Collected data
§ §
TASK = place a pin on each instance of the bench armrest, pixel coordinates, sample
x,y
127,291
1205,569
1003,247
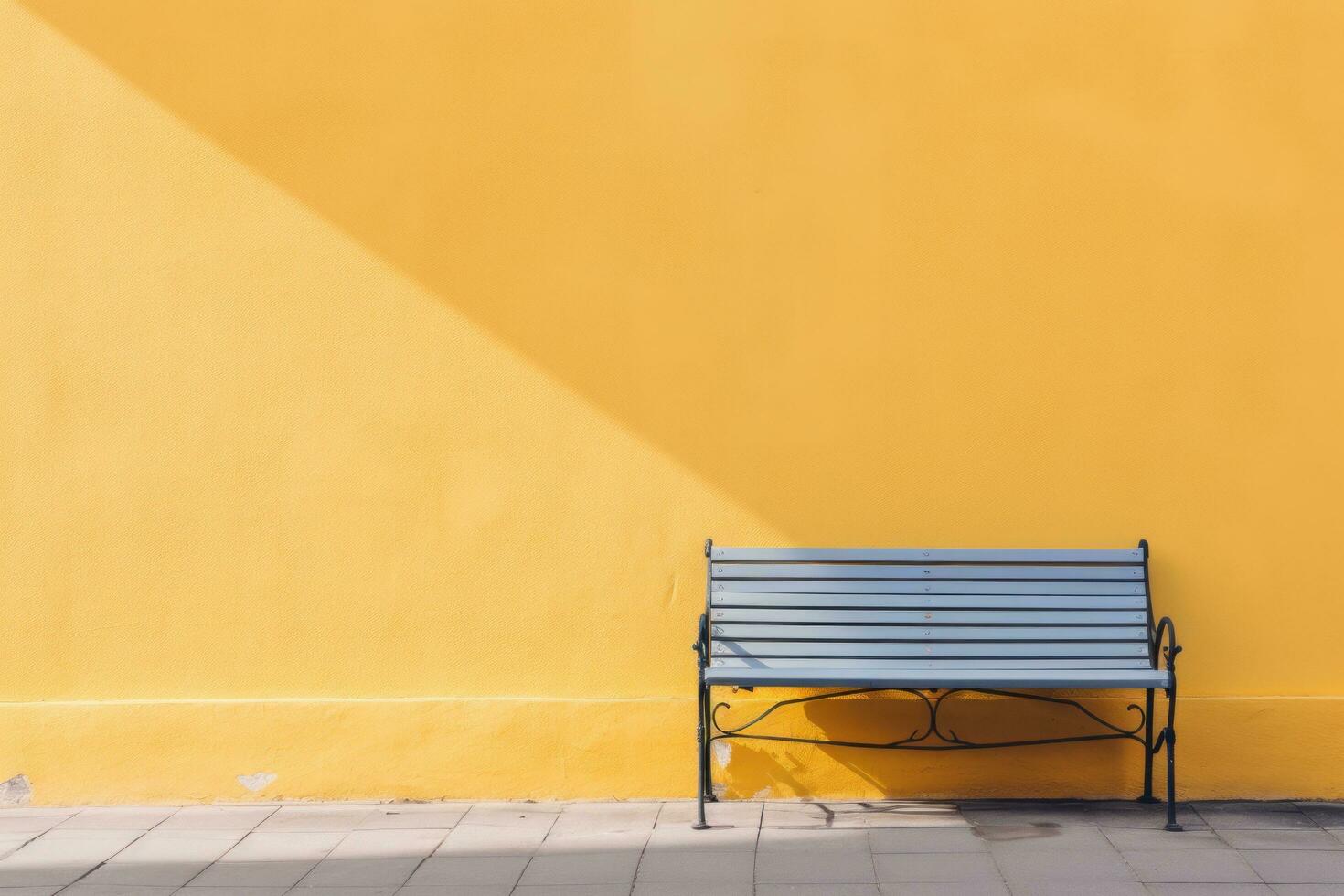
§ §
Write out every line of the entries above word for word, omitting the pictures.

TASK = place a pin on each instance of the bench armrest, pixel coordinates, sample
x,y
127,291
1205,569
1003,247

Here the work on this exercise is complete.